Make a verbatim copy of the entries below; pictures stay out.
════
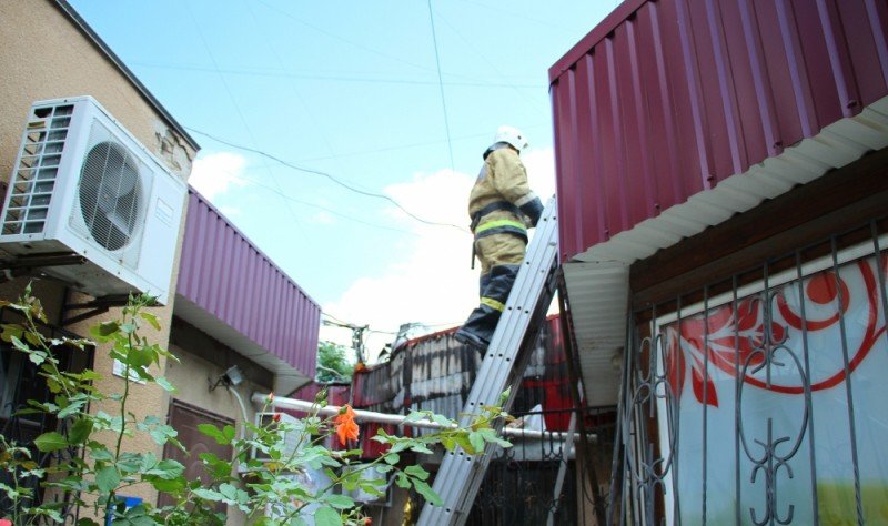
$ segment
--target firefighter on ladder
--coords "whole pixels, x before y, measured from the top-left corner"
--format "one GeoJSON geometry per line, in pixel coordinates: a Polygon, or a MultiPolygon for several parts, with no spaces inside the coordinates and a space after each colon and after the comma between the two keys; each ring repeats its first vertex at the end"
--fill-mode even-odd
{"type": "Polygon", "coordinates": [[[474,234],[472,265],[481,261],[481,302],[454,335],[457,341],[486,351],[505,308],[508,292],[524,260],[527,227],[536,226],[543,213],[539,198],[527,184],[521,151],[524,134],[500,127],[484,152],[484,164],[468,196],[474,234]]]}

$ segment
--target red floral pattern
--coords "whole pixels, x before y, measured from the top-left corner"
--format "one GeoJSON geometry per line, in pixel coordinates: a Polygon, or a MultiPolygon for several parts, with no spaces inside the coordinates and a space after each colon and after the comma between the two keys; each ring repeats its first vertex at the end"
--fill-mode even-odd
{"type": "MultiPolygon", "coordinates": [[[[736,313],[734,305],[728,304],[710,310],[706,316],[700,314],[666,325],[665,372],[676,398],[682,395],[686,371],[689,368],[690,384],[697,402],[718,407],[718,392],[713,382],[713,375],[717,372],[713,367],[730,377],[737,377],[745,371],[743,382],[756,387],[784,394],[804,393],[800,382],[797,385],[778,383],[768,385],[755,375],[757,366],[765,361],[765,353],[761,350],[766,344],[775,346],[785,340],[801,341],[804,332],[808,335],[836,332],[841,328],[839,324],[842,323],[851,305],[859,304],[866,310],[866,326],[856,348],[848,350],[847,371],[854,372],[886,330],[884,325],[878,326],[880,297],[876,272],[872,269],[875,261],[875,259],[858,261],[842,269],[839,276],[831,271],[824,271],[806,279],[803,282],[803,292],[808,312],[804,313],[804,317],[803,313],[794,310],[787,299],[798,294],[798,282],[791,282],[773,291],[770,301],[776,308],[770,322],[770,335],[765,334],[763,294],[739,300],[736,313]],[[847,280],[851,279],[861,285],[849,286],[847,280]],[[767,336],[770,336],[769,342],[766,341],[767,336]]],[[[886,261],[888,260],[881,259],[882,269],[886,266],[886,261]]],[[[837,342],[836,345],[840,348],[841,343],[837,342]]],[[[813,350],[811,353],[814,352],[813,350]]],[[[800,355],[800,351],[798,353],[800,355]]],[[[827,390],[841,383],[846,377],[844,363],[836,368],[833,374],[813,378],[811,391],[827,390]]]]}

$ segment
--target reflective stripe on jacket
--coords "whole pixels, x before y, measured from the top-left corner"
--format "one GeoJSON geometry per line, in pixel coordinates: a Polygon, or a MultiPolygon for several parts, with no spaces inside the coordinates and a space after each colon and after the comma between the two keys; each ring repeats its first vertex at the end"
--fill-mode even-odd
{"type": "MultiPolygon", "coordinates": [[[[497,144],[486,154],[484,165],[468,196],[468,216],[497,201],[521,206],[536,199],[527,183],[527,171],[518,153],[505,144],[497,144]]],[[[474,222],[473,222],[474,223],[474,222]]],[[[483,215],[473,230],[475,239],[485,235],[511,233],[527,239],[524,214],[496,210],[483,215]]]]}

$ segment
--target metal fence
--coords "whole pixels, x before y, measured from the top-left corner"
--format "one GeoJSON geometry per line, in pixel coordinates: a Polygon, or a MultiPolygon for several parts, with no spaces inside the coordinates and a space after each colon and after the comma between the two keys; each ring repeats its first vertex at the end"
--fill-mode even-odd
{"type": "MultiPolygon", "coordinates": [[[[16,315],[7,310],[0,310],[0,324],[17,322],[16,315]]],[[[79,336],[67,333],[52,326],[41,326],[50,337],[64,335],[77,338],[79,336]]],[[[61,371],[78,372],[92,364],[93,350],[80,352],[65,346],[52,347],[53,355],[59,360],[61,371]]],[[[49,402],[52,393],[46,380],[40,375],[39,368],[24,356],[14,351],[10,344],[0,344],[0,435],[8,444],[26,447],[37,467],[46,468],[51,465],[64,465],[80,455],[75,447],[62,448],[52,453],[40,453],[33,445],[33,439],[42,433],[58,431],[65,433],[68,421],[57,421],[44,413],[20,414],[20,409],[28,406],[28,401],[49,402]]],[[[19,471],[0,471],[0,484],[10,487],[30,489],[33,496],[28,502],[19,502],[19,506],[36,506],[49,498],[60,503],[60,514],[69,520],[77,519],[77,507],[72,504],[72,496],[61,492],[44,492],[38,485],[36,477],[21,476],[19,471]]],[[[14,504],[6,493],[0,492],[0,517],[10,515],[14,504]]]]}
{"type": "MultiPolygon", "coordinates": [[[[566,417],[571,411],[518,412],[525,426],[566,417]]],[[[591,451],[579,447],[578,438],[566,445],[563,436],[539,441],[514,441],[511,448],[494,457],[484,477],[467,525],[592,525],[595,524],[594,492],[591,485],[606,488],[616,412],[614,408],[586,409],[586,431],[591,451]],[[603,479],[591,479],[588,464],[598,466],[603,479]]]]}
{"type": "Polygon", "coordinates": [[[632,314],[610,524],[887,524],[881,224],[632,314]]]}

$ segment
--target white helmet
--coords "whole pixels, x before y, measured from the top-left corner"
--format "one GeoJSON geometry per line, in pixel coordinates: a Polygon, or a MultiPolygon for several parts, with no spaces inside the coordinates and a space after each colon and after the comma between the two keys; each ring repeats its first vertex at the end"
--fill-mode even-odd
{"type": "Polygon", "coordinates": [[[505,125],[497,128],[496,134],[493,136],[493,143],[496,144],[500,142],[505,142],[517,151],[522,151],[527,148],[527,139],[517,128],[505,125]]]}

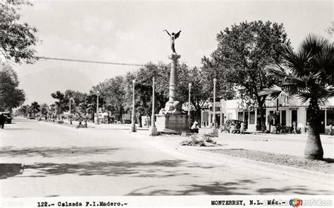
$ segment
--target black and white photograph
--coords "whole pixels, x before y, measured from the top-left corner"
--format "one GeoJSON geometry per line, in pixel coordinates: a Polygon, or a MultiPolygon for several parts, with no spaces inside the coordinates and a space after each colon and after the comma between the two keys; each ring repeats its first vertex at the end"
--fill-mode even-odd
{"type": "Polygon", "coordinates": [[[333,0],[0,0],[0,207],[333,207],[333,0]]]}

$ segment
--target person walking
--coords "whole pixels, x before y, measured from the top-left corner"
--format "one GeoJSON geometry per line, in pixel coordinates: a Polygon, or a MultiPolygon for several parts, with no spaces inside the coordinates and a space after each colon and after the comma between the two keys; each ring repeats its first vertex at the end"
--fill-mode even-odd
{"type": "Polygon", "coordinates": [[[329,135],[333,135],[333,126],[332,123],[329,124],[329,135]]]}
{"type": "Polygon", "coordinates": [[[0,114],[0,126],[1,126],[1,128],[4,128],[6,122],[6,117],[4,114],[0,114]]]}
{"type": "Polygon", "coordinates": [[[292,133],[297,133],[297,123],[296,121],[293,121],[292,122],[292,128],[293,128],[293,130],[292,130],[292,133]]]}
{"type": "Polygon", "coordinates": [[[191,130],[192,130],[192,133],[198,133],[199,128],[198,128],[198,122],[197,121],[194,122],[194,124],[192,124],[192,126],[191,127],[191,130]]]}
{"type": "Polygon", "coordinates": [[[240,124],[240,135],[245,135],[245,123],[241,122],[240,124]]]}

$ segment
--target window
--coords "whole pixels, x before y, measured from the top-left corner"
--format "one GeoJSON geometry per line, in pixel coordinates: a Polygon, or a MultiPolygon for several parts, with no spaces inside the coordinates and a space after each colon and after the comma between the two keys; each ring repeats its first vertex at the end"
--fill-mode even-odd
════
• [Finished exercise]
$ segment
--target firefighter on ladder
--coords "whole pixels, x before y, measured from the top-left corner"
--format "one GeoJSON geometry per line, in pixel coordinates: a Polygon, or a MultiPolygon for several parts, with no spaces inside the coordinates and a space after each colon and after the comma between the two keys; each ring repeats its first vertex at the end"
--fill-mode even-odd
{"type": "Polygon", "coordinates": [[[474,234],[472,265],[481,261],[481,302],[454,335],[457,341],[486,351],[505,308],[508,292],[524,260],[527,227],[536,226],[543,213],[539,198],[527,184],[521,151],[524,134],[500,127],[484,152],[484,164],[468,196],[474,234]]]}

$ segment
--target red floral pattern
--coords "whole pixels, x before y, measured from the top-left corner"
--format "one GeoJSON geometry per line, in pixel coordinates: a Polygon, or a MultiPolygon for several parts, with no spaces inside the coordinates and a space after each colon and after the comma between the two keys; each ring repeats its first vertex at the end"
--fill-mode even-odd
{"type": "MultiPolygon", "coordinates": [[[[736,313],[734,305],[728,304],[710,310],[706,316],[700,314],[666,325],[665,372],[676,398],[682,395],[686,371],[689,368],[690,384],[697,402],[718,407],[718,392],[713,382],[713,375],[717,372],[713,367],[730,377],[737,377],[745,371],[743,382],[756,387],[784,394],[804,393],[800,382],[797,385],[778,383],[768,385],[755,375],[757,366],[765,361],[765,353],[761,350],[766,344],[775,346],[785,340],[801,341],[804,332],[808,335],[836,332],[841,328],[839,324],[842,323],[851,305],[859,304],[866,310],[866,326],[856,348],[848,350],[847,371],[854,372],[886,330],[884,325],[878,326],[880,297],[876,272],[872,269],[875,261],[875,259],[858,261],[842,269],[839,276],[831,271],[824,271],[806,279],[803,282],[803,292],[808,312],[804,313],[804,317],[803,313],[794,310],[787,299],[798,294],[798,282],[791,282],[773,291],[770,301],[776,308],[770,322],[770,335],[765,334],[763,294],[739,300],[736,313]],[[847,280],[851,279],[861,285],[849,286],[847,280]],[[767,336],[770,336],[769,342],[766,341],[767,336]]],[[[886,261],[888,260],[881,259],[882,269],[886,266],[886,261]]],[[[837,342],[836,345],[840,348],[841,343],[837,342]]],[[[813,350],[811,353],[814,352],[813,350]]],[[[800,355],[800,351],[798,353],[800,355]]],[[[827,390],[841,383],[846,377],[844,363],[836,368],[833,374],[813,378],[811,391],[827,390]]]]}

$ segment
--target reflective stripe on jacket
--coords "whole pixels, x before y, measured from the top-left corner"
--format "one GeoJSON geometry per line, in pixel coordinates: a Polygon, or a MultiPolygon for several parts, with no spaces inside the coordinates and a space after each colon and after the comma between the two keys; each ring repeats its first vertex at the end"
--fill-mode even-odd
{"type": "MultiPolygon", "coordinates": [[[[497,144],[486,154],[484,165],[468,196],[468,216],[497,201],[521,206],[536,199],[527,183],[527,171],[518,153],[505,144],[497,144]]],[[[474,222],[473,222],[474,223],[474,222]]],[[[483,215],[473,230],[475,239],[485,235],[511,233],[527,239],[524,214],[496,210],[483,215]]]]}

$ segment
--target metal fence
--coords "whole pixels, x before y, measured from the top-left corner"
--format "one GeoJSON geometry per line, in pixel coordinates: a Polygon, or a MultiPolygon for several parts, with no spaces inside the coordinates and a space after each colon and after the comma between the two keys; each ring repeats its first vertex at the end"
--fill-mode even-odd
{"type": "MultiPolygon", "coordinates": [[[[16,315],[7,310],[0,310],[0,324],[17,322],[16,315]]],[[[79,336],[67,333],[52,326],[41,326],[50,337],[64,335],[77,338],[79,336]]],[[[61,371],[78,372],[92,364],[93,350],[80,352],[65,346],[52,347],[53,355],[59,360],[61,371]]],[[[49,402],[52,393],[46,380],[40,375],[39,368],[24,356],[14,351],[10,344],[0,344],[0,435],[8,444],[26,447],[37,467],[46,468],[51,465],[64,465],[80,455],[75,447],[62,448],[52,453],[40,453],[33,445],[33,439],[42,433],[58,431],[65,433],[68,421],[57,421],[44,413],[20,414],[20,409],[28,406],[28,401],[49,402]]],[[[19,471],[0,471],[0,484],[10,487],[30,489],[33,496],[28,502],[19,502],[19,506],[36,506],[49,498],[60,503],[60,514],[69,520],[77,519],[77,507],[72,504],[72,496],[61,492],[44,492],[38,485],[36,477],[21,476],[19,471]]],[[[14,504],[6,493],[0,492],[0,517],[10,515],[14,504]]]]}
{"type": "MultiPolygon", "coordinates": [[[[566,417],[571,411],[518,412],[525,426],[566,417]]],[[[591,451],[579,447],[578,438],[566,445],[563,436],[539,441],[514,441],[511,448],[494,457],[484,477],[467,525],[592,525],[595,524],[594,492],[591,485],[606,488],[616,412],[614,408],[586,409],[586,431],[591,451]],[[603,479],[591,479],[588,464],[598,466],[603,479]]]]}
{"type": "Polygon", "coordinates": [[[632,314],[610,524],[887,524],[881,224],[632,314]]]}

$ segment
--target white helmet
--coords "whole pixels, x before y, measured from the top-left corner"
--format "one GeoJSON geometry per line, in pixel coordinates: a Polygon, or a MultiPolygon for several parts, with no spaces inside the coordinates and a space after each colon and after the comma between the two keys; each ring repeats its first vertex at the end"
--fill-mode even-odd
{"type": "Polygon", "coordinates": [[[505,125],[497,128],[496,134],[493,136],[493,143],[496,144],[500,142],[505,142],[517,151],[522,151],[527,148],[527,139],[517,128],[505,125]]]}

$ segment
--target black and white photograph
--coords "whole pixels, x before y, measured from the top-left corner"
--format "one GeoJSON geometry per line, in pixel coordinates: a Polygon, or a MultiPolygon for several parts, with no spaces inside the coordinates and a space after each colon and after the comma between the two keys; each ring repeats its first vertex at the end"
--fill-mode even-odd
{"type": "Polygon", "coordinates": [[[333,0],[0,0],[0,207],[333,207],[333,0]]]}

$ segment
--target person walking
--coords "whole pixels, x before y, measured from the top-left corner"
--format "one GeoJSON geometry per line, in pixel coordinates: a Polygon, or a MultiPolygon for several parts, with no spaces inside the coordinates and a space after each colon and after the comma between the two keys; each ring repeats its first vertex at the end"
--fill-mode even-odd
{"type": "Polygon", "coordinates": [[[329,135],[333,135],[333,126],[332,123],[329,124],[329,135]]]}
{"type": "Polygon", "coordinates": [[[0,114],[0,126],[1,126],[1,128],[4,128],[6,122],[6,117],[4,114],[0,114]]]}
{"type": "Polygon", "coordinates": [[[292,133],[297,133],[297,123],[296,121],[293,121],[292,122],[292,128],[293,128],[293,130],[292,130],[292,133]]]}
{"type": "Polygon", "coordinates": [[[191,130],[192,130],[192,133],[198,133],[199,128],[198,128],[198,122],[197,121],[194,122],[194,124],[192,124],[192,126],[191,127],[191,130]]]}
{"type": "Polygon", "coordinates": [[[240,124],[240,135],[245,135],[245,123],[241,122],[240,124]]]}

$ segment
--target window
--coords "whole pixels, x before y, measured from the top-left corner"
--format "one GeoJSON geometry per line, in pixel coordinates: a Polygon, or a MultiPolygon for several parts, with no spaces inside the coordinates and a space after each colon and after the comma between the two keys; each ring repeats its first vertex at the end"
--fill-mode even-odd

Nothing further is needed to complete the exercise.